> TO DO:
[a] In the introduction on human genome research, how many European individuals did the study "Genes mirror geography within Europe" investigate?
[b] Write the next part of the introduction on human genome research, starting after its final sentence.

> DOCUMENT SEGMENT:
--------------------
# Introduction

Over the last few decades, a keen interest has been placed in investigating the human genome. In fact, it wasn't until 2003 that the Human Genome Project, an international scientific research project, was successful in sequencing the human genome for the first time in history. Along with this revolutionary discovery, came breakthroughs in DNA sequencing and genotyping technologies that have greatly influenced recent genetic endeavors. As an example, in 2015, the 1000 Genome Project, another international scientific effort, produced the most extensive catalogue of human genetic variation for populations all across the world. From this, the process of examining genetic variations amongst humans, or genotyping, has become ever more achievable for geneticists and biotechnology companies like 23andMe alike. Examination of such information opens pathways for investigating genetic ancestry, determining gene functionality, or even detecting and combating disease.

Given the significance of the 1000 Genome Project's findings and the availability of its data to the public, this data will be used for the purposes of this project. This project will replicate the findings of John Novembre et al. as described in the article "Genes mirror geography within Europe". In this study, genetic variation amongst 3,000 European individuals, collected by the Population Reference Sample project, are investigated. Interestingly, despite relatively low levels of genetic differences amongst the sample, a strong correlation between genetic variation and geographic distances was found. In fact, clustering and plotting each of these individuals closely resembles the map of Europe as the name of the article suggests. However, given that worldwide genetic variation data is available thanks to the 1000 Genome Project, this project will aim to extend these boundaries to not only Europe but the world.
--------------------
> INFORMATION GIVEN:
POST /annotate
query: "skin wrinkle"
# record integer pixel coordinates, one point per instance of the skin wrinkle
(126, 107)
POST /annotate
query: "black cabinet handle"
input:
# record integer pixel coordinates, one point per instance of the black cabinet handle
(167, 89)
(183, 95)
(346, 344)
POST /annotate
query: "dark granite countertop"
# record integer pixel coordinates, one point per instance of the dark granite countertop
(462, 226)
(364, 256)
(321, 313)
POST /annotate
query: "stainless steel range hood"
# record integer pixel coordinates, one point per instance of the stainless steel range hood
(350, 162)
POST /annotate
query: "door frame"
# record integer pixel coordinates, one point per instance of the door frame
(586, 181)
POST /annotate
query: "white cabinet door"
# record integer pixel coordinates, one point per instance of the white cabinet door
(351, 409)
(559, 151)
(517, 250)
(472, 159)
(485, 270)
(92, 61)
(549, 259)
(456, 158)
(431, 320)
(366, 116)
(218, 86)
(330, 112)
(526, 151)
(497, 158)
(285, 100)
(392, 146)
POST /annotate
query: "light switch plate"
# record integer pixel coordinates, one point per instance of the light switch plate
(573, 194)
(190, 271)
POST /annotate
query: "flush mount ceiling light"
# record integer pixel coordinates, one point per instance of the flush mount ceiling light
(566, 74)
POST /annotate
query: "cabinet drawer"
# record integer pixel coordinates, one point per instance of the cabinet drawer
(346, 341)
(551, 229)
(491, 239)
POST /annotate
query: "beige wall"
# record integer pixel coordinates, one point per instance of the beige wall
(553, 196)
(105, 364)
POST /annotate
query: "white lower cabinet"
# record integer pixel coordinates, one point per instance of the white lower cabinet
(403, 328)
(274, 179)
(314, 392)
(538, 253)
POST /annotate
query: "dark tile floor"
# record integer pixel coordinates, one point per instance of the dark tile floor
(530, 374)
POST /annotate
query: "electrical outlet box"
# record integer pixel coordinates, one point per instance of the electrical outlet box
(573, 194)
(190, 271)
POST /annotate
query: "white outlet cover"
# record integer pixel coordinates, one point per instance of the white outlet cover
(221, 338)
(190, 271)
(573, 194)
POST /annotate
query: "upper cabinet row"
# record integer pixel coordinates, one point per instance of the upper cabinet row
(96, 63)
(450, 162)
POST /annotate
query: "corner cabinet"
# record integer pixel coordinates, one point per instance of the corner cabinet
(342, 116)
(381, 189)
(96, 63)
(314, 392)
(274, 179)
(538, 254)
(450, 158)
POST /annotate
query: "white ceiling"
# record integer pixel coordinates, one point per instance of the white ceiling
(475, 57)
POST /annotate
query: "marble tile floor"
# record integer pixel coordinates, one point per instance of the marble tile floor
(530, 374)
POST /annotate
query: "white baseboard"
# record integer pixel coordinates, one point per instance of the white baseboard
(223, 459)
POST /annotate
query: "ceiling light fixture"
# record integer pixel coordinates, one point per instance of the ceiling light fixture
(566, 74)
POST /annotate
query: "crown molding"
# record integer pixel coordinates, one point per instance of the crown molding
--------------------
> TASK-BY-TASK OUTPUTS:
[a] 3,000

[b]
Before beginning the investigation, it is important to evaluate the data at hand through the information provided in the article "A global reference for human genetic variation" published on Nature at https://www.nature.com/articles/nature15393. As previously mentioned, the data set available through the 1000 Genome Project will be used. The data set contains the reconstructed genomes of 2,548 reportedly healthy individuals from 26 self-reported populations in Africa, East Asia, Europe, South Asia, and the Americas. However, The International Sample Genome Resource (IGSR), an organization created to ensure the usability of the data, has expanded the data set to cover more populations. The genomes of the individuals were sequenced using both whole-genome sequencing and target exome sequencing. Variant discovery was of key importance as 24 sequence analysis tools were used along with machine learning techniques to minimize false positives and ensure a balance of sensitivity and specificity. In total, 88 million variant sites appear in the data set. The estimated power to detect SNPs and indels is >99% and >85% respectively for frequencies >1% and is >95% and >80% at frequencies >.5%.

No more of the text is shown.